===== EXTRACTED RECORDS
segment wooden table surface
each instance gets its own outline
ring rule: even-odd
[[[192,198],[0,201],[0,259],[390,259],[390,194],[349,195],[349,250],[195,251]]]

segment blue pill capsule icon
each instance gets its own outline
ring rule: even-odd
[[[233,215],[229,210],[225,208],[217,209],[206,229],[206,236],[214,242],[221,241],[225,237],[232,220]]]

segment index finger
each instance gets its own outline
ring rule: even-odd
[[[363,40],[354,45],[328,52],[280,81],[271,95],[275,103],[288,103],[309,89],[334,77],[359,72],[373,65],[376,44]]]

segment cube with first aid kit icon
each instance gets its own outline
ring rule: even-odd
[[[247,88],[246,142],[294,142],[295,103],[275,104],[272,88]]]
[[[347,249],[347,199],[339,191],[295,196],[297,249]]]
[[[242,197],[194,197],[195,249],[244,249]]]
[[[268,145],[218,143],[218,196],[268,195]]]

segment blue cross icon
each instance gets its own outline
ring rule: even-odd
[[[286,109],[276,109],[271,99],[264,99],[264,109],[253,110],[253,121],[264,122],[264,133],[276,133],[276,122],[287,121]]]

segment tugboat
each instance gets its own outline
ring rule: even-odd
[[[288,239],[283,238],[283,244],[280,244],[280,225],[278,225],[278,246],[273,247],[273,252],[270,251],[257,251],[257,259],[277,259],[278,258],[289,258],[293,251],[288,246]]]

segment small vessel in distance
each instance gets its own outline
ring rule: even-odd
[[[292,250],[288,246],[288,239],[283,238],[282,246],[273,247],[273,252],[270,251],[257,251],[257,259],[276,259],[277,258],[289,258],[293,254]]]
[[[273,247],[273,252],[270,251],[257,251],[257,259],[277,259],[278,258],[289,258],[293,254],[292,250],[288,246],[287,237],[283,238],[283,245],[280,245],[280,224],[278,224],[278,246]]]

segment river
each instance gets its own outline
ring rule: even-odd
==========
===== EXTRACTED RECORDS
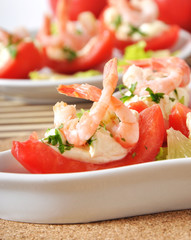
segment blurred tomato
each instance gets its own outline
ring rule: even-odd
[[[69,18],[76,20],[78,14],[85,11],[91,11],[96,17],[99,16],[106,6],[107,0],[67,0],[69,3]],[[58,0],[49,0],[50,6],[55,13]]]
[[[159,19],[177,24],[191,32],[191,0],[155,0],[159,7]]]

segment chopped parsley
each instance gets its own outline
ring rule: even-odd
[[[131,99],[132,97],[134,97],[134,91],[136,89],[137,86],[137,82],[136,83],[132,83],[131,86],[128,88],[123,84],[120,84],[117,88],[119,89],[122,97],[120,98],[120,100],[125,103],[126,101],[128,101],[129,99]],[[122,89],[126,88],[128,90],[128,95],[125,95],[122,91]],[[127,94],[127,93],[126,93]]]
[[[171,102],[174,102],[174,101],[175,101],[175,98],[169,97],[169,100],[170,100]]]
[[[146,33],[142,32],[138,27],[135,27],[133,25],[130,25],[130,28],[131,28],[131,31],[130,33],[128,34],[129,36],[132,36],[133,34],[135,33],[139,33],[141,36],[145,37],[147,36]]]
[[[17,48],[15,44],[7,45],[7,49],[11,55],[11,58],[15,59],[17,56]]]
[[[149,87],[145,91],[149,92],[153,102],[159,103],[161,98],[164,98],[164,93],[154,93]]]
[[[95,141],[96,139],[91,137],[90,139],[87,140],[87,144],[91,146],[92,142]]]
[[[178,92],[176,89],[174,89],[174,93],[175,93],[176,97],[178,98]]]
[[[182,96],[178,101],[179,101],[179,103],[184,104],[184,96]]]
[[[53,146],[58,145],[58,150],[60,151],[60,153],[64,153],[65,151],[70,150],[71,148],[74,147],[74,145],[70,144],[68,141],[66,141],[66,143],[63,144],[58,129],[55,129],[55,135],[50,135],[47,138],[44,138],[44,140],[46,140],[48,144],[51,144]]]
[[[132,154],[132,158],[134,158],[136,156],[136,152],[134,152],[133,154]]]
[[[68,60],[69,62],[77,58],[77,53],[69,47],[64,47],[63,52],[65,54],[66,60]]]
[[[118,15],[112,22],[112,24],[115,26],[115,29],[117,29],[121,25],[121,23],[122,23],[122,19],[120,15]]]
==========
● YOUR OBJECTIVE
Rewrite the material starting at the line containing "segment wooden table surface" and ending at the line containing "[[[268,145],[218,143],[218,196],[268,195]]]", changing "outline" to "contour" and leaving everything else as it is.

● ANSWER TO THE EXERCISE
segment wooden table surface
each instance gets its own contour
ring rule: even-odd
[[[192,198],[0,201],[0,259],[390,259],[390,194],[349,195],[349,250],[195,251]]]

segment blue pill capsule icon
each instance gets its own contour
ring rule: even-odd
[[[233,215],[229,210],[225,208],[217,209],[206,229],[206,236],[214,242],[221,241],[225,237],[232,220]]]

segment index finger
each instance gets its own contour
ring rule: even-odd
[[[363,40],[354,45],[328,52],[280,81],[271,95],[275,103],[288,103],[309,89],[334,77],[359,72],[373,65],[376,44]]]

segment cube with first aid kit icon
each instance gets its own contour
ring rule: even-odd
[[[247,88],[246,142],[294,142],[295,103],[275,104],[272,88]]]
[[[347,249],[347,199],[339,191],[295,196],[297,249]]]
[[[242,197],[194,197],[195,249],[244,249]]]
[[[268,145],[218,143],[218,196],[268,195]]]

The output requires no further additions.